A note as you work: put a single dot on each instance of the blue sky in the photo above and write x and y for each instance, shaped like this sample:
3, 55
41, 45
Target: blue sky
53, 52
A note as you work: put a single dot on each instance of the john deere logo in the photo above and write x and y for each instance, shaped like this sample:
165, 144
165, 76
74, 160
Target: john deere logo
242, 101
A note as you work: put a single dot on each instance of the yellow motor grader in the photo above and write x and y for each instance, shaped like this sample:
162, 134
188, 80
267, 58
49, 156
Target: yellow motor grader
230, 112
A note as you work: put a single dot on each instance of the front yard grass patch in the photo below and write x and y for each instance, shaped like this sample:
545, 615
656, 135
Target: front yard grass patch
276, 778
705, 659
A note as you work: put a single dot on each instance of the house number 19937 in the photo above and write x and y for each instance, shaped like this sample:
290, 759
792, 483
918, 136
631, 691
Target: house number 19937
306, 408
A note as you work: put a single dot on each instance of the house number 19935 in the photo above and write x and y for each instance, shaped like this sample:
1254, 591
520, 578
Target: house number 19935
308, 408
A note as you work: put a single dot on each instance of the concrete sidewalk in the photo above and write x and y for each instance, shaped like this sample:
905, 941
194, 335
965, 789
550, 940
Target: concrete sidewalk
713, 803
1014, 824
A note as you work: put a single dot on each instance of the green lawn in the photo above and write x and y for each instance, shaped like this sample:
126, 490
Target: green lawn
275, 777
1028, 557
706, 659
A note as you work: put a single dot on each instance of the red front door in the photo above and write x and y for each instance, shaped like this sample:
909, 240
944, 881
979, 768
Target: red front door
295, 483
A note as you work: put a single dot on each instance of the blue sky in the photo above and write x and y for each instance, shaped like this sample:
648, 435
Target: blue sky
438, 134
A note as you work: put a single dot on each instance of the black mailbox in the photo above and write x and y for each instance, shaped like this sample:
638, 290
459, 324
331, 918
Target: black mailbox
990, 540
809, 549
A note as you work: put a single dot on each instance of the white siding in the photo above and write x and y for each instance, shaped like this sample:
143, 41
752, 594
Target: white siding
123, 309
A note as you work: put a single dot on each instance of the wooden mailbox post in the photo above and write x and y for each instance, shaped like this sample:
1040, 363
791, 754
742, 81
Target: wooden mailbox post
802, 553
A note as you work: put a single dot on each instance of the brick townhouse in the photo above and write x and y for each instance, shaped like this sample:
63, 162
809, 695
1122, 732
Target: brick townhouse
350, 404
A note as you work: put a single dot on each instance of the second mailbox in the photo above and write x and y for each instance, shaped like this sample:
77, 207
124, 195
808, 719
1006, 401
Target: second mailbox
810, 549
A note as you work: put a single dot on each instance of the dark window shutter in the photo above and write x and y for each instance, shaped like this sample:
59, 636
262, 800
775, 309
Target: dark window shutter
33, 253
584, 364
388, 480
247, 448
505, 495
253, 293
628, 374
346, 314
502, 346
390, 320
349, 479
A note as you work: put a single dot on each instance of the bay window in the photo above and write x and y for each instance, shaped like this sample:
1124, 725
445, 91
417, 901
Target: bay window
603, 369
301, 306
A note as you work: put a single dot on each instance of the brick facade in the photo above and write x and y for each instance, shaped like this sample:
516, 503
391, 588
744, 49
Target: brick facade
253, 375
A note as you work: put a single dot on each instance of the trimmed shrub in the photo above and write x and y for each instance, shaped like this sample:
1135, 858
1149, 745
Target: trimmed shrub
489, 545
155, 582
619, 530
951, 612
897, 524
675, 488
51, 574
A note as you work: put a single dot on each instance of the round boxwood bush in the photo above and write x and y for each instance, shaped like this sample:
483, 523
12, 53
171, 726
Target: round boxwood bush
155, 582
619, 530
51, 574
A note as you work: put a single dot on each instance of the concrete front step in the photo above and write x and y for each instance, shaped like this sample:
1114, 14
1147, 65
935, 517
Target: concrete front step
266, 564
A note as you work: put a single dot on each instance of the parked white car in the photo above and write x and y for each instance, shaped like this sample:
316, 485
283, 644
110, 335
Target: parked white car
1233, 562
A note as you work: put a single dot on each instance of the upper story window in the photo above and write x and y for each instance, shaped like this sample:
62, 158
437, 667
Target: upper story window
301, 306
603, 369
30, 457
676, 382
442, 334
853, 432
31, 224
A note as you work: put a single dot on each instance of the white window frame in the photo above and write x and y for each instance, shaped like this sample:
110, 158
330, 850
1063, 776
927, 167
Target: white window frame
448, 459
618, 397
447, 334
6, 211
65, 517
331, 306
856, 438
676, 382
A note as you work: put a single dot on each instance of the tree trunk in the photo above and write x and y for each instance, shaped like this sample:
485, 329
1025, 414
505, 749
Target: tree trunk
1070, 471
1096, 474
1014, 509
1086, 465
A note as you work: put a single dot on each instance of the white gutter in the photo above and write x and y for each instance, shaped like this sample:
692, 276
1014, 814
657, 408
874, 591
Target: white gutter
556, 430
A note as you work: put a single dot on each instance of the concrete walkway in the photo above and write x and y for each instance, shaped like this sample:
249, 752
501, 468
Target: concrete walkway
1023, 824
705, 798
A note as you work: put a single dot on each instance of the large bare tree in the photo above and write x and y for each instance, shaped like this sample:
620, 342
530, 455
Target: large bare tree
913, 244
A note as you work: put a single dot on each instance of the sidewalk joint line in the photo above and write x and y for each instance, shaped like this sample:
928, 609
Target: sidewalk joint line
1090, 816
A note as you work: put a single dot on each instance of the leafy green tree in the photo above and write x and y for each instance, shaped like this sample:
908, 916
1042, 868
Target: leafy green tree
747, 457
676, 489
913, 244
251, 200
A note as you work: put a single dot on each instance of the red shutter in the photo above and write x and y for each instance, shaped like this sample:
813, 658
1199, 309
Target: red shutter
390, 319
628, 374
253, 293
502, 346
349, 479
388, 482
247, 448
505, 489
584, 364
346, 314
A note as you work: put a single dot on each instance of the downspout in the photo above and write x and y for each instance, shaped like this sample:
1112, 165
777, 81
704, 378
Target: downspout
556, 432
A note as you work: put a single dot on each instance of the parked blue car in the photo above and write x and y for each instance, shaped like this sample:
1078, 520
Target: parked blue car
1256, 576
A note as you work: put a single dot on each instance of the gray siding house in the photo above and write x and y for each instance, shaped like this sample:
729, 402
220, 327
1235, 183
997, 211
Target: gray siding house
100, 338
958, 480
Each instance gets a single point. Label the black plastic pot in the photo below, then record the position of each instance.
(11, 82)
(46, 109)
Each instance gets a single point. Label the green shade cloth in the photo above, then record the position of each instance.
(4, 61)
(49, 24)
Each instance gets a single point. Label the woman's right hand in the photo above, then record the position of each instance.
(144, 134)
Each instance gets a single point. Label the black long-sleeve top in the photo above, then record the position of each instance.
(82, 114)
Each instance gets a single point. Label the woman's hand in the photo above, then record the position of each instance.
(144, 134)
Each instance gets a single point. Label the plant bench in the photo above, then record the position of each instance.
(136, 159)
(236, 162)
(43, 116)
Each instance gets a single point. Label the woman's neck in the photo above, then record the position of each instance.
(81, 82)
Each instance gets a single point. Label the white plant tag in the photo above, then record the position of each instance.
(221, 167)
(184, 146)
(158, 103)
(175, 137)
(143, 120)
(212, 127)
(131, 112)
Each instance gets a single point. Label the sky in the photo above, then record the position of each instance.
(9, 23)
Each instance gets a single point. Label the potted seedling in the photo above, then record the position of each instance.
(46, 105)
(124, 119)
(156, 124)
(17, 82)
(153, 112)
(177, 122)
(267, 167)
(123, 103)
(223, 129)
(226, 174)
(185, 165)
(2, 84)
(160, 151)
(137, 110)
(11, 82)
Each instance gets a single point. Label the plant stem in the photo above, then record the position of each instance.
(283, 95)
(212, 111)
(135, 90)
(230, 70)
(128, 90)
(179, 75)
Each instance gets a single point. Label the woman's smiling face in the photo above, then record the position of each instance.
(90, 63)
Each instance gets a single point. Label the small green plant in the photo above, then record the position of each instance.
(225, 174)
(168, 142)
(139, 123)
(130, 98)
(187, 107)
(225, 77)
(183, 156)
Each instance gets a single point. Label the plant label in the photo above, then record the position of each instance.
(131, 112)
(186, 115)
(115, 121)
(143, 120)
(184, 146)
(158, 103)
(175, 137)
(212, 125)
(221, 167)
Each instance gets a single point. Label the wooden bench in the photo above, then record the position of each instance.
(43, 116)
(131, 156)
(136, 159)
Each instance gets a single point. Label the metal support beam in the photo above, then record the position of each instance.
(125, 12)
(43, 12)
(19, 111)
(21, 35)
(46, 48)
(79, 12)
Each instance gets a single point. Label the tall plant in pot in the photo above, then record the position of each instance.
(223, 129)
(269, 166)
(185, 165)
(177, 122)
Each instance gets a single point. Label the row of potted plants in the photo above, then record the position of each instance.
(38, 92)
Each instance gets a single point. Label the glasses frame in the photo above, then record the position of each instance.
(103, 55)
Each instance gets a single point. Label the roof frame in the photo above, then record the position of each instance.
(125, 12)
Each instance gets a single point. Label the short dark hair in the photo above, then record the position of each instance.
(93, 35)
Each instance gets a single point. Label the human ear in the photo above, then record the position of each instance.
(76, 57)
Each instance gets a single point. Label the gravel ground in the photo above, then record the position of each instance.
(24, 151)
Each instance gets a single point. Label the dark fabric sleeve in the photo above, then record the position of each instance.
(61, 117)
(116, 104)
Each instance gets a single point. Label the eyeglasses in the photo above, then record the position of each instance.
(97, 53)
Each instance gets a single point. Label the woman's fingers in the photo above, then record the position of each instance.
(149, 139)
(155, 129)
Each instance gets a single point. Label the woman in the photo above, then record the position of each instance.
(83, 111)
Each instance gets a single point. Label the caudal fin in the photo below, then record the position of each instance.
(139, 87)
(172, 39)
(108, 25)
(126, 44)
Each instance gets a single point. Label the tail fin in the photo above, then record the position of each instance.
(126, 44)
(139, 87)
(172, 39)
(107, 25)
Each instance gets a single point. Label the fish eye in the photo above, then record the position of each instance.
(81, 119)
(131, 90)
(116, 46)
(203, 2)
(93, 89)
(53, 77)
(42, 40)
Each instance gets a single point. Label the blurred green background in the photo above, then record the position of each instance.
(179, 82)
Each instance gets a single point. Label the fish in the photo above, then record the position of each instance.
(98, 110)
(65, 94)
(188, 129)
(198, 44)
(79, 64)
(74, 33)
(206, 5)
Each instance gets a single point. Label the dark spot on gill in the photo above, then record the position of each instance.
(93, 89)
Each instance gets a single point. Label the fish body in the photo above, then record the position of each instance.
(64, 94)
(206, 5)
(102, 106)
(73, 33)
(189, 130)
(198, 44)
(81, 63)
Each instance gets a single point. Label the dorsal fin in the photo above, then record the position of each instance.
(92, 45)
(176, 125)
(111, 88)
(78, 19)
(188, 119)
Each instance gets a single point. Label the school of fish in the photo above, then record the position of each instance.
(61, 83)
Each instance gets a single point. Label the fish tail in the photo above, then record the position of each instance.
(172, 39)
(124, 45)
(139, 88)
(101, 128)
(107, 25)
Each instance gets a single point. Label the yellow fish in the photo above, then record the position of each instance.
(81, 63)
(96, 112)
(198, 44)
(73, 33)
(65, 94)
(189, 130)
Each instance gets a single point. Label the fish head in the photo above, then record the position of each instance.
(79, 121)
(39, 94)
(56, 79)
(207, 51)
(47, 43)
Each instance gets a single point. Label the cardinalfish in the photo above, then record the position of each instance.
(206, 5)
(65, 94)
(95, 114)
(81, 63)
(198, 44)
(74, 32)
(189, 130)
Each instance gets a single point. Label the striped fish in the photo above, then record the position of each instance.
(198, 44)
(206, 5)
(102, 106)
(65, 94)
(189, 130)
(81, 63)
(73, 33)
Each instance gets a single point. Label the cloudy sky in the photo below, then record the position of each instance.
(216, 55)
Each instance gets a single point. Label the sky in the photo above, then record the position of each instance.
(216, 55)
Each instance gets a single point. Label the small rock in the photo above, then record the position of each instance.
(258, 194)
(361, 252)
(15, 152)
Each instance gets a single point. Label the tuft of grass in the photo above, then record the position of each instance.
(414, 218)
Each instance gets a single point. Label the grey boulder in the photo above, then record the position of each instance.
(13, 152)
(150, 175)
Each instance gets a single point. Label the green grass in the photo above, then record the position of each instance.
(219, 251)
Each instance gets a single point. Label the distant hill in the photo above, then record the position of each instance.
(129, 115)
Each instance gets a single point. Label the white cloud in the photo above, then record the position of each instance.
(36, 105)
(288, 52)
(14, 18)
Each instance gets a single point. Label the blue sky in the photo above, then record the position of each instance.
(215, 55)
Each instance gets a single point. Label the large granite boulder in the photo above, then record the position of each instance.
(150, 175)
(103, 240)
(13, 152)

→ **What to produce**:
In the listing above, find the line with "Each instance gets a single point. Label the green grass" and set down that line and all after it exactly, through the final line.

→ **Written reply**:
Each instance gets a single point. Label the green grass in the photo above, then record the position of each instance.
(219, 251)
Each instance gets a single point. Label the distant hill in the photo above, then record the position of each instance.
(129, 115)
Each instance gets a single point. Label the white cloud in the photo above, then record the position of each instance.
(36, 105)
(288, 52)
(14, 18)
Each instance gets a single point. Label the blue sky in the photo above, then record the position of each instance.
(215, 55)
Each instance gets a single point. Label the large granite boulder in the photo above, then record the position of each instance.
(150, 175)
(103, 240)
(13, 152)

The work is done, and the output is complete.